--- START OF DATA FOR THIS TASK ---

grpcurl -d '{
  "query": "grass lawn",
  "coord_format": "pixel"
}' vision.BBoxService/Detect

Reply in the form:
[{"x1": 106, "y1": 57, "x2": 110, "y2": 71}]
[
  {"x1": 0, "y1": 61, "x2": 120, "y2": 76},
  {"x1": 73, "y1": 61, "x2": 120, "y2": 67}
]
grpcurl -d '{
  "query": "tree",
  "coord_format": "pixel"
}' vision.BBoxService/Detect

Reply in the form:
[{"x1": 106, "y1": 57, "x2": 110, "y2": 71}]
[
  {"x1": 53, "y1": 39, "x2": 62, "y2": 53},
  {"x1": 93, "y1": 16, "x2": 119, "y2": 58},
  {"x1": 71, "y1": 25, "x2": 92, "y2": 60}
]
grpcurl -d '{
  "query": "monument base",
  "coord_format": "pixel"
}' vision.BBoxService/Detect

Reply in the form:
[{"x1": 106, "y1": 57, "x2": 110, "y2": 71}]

--- END OF DATA FOR THIS TASK ---

PROBLEM DETAILS
Echo every line of the items above without any changes.

FINAL ANSWER
grpcurl -d '{
  "query": "grass lawn",
  "coord_format": "pixel"
}' vision.BBoxService/Detect

Reply in the form:
[{"x1": 106, "y1": 57, "x2": 110, "y2": 71}]
[
  {"x1": 0, "y1": 61, "x2": 120, "y2": 76},
  {"x1": 73, "y1": 61, "x2": 120, "y2": 67}
]
grpcurl -d '{
  "query": "tree",
  "coord_format": "pixel"
}' vision.BBoxService/Detect

Reply in the form:
[{"x1": 106, "y1": 57, "x2": 110, "y2": 71}]
[
  {"x1": 53, "y1": 39, "x2": 62, "y2": 53},
  {"x1": 93, "y1": 16, "x2": 119, "y2": 58},
  {"x1": 71, "y1": 25, "x2": 92, "y2": 60}
]
grpcurl -d '{
  "query": "monument base",
  "coord_format": "pixel"
}' vision.BBoxService/Detect

Reply in the form:
[{"x1": 106, "y1": 57, "x2": 110, "y2": 71}]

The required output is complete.